## HOW TO COMPLETE THIS TASK
Without omitting anything, return the records precisely as given.

(EXERCISE INPUT)

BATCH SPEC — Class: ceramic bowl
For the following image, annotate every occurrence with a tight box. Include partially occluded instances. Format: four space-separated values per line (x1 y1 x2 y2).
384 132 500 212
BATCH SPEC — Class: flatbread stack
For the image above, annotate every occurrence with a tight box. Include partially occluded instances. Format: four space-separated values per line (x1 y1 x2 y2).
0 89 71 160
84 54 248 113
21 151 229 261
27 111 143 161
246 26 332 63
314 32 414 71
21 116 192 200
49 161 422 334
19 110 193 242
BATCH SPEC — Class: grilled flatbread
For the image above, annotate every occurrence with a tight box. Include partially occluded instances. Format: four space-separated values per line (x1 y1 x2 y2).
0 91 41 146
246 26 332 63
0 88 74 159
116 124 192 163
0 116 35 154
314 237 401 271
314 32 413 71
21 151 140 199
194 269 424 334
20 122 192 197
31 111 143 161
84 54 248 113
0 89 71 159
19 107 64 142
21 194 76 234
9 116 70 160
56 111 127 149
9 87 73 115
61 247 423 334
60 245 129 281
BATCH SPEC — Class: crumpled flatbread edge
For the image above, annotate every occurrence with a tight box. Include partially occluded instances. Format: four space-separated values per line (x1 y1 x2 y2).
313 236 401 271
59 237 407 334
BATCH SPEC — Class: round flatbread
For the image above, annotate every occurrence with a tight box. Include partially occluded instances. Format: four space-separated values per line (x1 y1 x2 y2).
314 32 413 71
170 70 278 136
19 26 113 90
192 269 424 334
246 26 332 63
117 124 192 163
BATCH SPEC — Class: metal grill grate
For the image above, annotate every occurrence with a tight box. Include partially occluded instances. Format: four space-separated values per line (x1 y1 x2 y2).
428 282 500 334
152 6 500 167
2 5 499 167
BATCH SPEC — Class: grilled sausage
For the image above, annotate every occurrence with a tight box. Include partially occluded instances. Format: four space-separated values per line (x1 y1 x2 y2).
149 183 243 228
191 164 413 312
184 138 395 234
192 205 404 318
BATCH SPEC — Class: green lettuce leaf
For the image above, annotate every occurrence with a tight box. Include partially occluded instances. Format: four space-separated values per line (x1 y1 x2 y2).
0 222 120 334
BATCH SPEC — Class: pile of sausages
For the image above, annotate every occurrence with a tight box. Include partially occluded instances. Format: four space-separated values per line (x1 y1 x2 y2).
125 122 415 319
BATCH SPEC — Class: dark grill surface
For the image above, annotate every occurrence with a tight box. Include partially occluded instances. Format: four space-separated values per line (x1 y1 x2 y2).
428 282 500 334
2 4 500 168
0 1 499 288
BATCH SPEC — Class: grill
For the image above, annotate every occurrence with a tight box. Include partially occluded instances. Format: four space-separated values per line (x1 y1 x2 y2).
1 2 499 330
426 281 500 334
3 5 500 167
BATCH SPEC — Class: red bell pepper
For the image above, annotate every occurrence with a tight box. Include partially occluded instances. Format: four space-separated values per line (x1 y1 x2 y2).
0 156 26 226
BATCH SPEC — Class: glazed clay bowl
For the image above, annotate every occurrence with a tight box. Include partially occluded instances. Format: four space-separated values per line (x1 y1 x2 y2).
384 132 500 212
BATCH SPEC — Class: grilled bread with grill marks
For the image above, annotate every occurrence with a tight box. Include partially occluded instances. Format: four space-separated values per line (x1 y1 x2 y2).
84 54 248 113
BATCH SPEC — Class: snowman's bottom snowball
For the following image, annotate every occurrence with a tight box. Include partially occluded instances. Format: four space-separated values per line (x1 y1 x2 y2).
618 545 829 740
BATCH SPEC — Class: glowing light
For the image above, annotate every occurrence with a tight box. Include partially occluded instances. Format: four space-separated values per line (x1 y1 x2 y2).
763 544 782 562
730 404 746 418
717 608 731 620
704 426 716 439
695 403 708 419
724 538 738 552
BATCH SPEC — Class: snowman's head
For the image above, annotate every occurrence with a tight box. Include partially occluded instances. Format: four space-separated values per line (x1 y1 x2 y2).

(End EXERCISE INPUT)

## RESPONSE BOX
BATCH SPEC — Class: ceramic bowl
For the following image, annotate every occurrence with a tight box. Include partially occluded instances. Format: four space-separated values per line (x1 y1 x2 y2).
384 132 500 212
BATCH SPEC — Class: flatbread stack
For the image above, annotate every occurrence with a tight box. Include partially occluded instances. Format: four space-separated values per line (x1 y1 x2 y2).
0 89 71 160
84 54 248 113
21 151 229 261
27 111 143 161
246 26 332 63
314 32 414 71
21 116 192 200
49 161 422 334
19 110 193 242
BATCH SPEC — Class: grilled flatbread
For the image above, annotate every occurrence with a tight box. Include partially occluded instances. Format: four space-separated values per line (x1 y1 x2 y2).
0 91 41 146
246 26 332 63
0 88 74 159
116 124 192 163
0 116 35 154
314 237 401 271
314 32 413 71
21 151 140 199
194 269 424 334
20 122 192 197
31 111 143 161
84 54 248 113
0 89 71 159
19 107 64 142
21 194 76 234
9 116 70 160
56 111 127 149
9 87 73 115
61 247 423 334
60 245 129 281
BATCH SPEC — Class: crumpled flatbread edge
For the image above, annotate every occurrence with a tight box. Include partially occluded instances. Format: four space-separated values per line (x1 y1 x2 y2).
313 236 401 271
59 237 407 334
BATCH SPEC — Class: round flatbread
For the image above, annotate every occurrence with a tight box. Include partially occluded instances. Format: four space-separated values per line (x1 y1 x2 y2).
314 32 413 71
170 70 278 136
19 26 113 90
192 269 424 334
246 26 332 63
117 124 192 163
BATCH SPEC — Class: metal grill grate
For the image above, annotate every occurrence with a tight box. Include partially occluded instances. Format: four space-separated values per line (x1 y1 x2 y2).
428 282 500 334
152 6 500 167
2 5 499 167
BATCH SPEC — Class: grilled sausage
For the image above, annotate every occurrence with a tight box. Include partially occluded instances. Format: four space-separated values per line (x1 y1 x2 y2).
149 183 243 228
191 164 413 312
184 138 395 234
192 205 404 318
BATCH SPEC — Class: green lettuce leaf
For the image above, annotate every occurrence with a tight box. Include partially occluded instances. Format: four space-separated values per line (x1 y1 x2 y2).
0 222 120 334
BATCH SPEC — Class: pile of sausages
For the image above, annotate every occurrence with a tight box. Include partially occluded instances. Format: four space-separated values per line (x1 y1 x2 y2).
125 122 415 319
BATCH SPEC — Class: dark grill surface
For the image above, annotate every occurrence with a tight box. Include partially occluded instances. Format: four space-separated values per line (x1 y1 x2 y2).
428 282 500 334
2 4 500 168
0 1 499 288
BATCH SPEC — Class: grill
For the image above, annotate every occurrence with a tight box. Include partially occluded instances. Format: four space-separated values per line (x1 y1 x2 y2).
1 2 499 330
426 281 500 334
3 5 500 167
BATCH SPEC — Class: red bell pepper
For the image above, annotate every occurrence with a tight box. Include partially occluded instances. Format: four space-separated values per line (x1 y1 x2 y2).
0 156 26 226
BATCH SPEC — Class: glazed clay bowl
For the image above, annotate every occurrence with a tight box. Include partially occluded instances. Format: four space-separated values per line (x1 y1 x2 y2).
384 132 500 212
BATCH SPEC — Class: grilled bread with grill marks
For the image above, annotate every occurrence with a tight box. Include partially occluded instances. Format: four space-separated values per line (x1 y1 x2 y2).
84 54 248 113
BATCH SPEC — Class: snowman's bottom snowball
For the following image, annotate every occurrence with a tight box. Include partially occluded instances. Format: four space-separated values per line (x1 y1 x2 y2).
618 545 829 740
BATCH SPEC — Class: glowing light
For the image above, annotate every occurrence with a tight box. Include partially occluded instances. Format: four space-separated values per line (x1 y1 x2 y2).
763 544 782 562
730 404 746 418
717 608 731 620
704 426 716 439
695 403 708 419
724 538 738 552
BATCH SPEC — Class: snowman's head
For the image above, annotate every occurrence with a tight box. Include partially occluded instances. Format: four space-separated values per line (x1 y1 x2 y2).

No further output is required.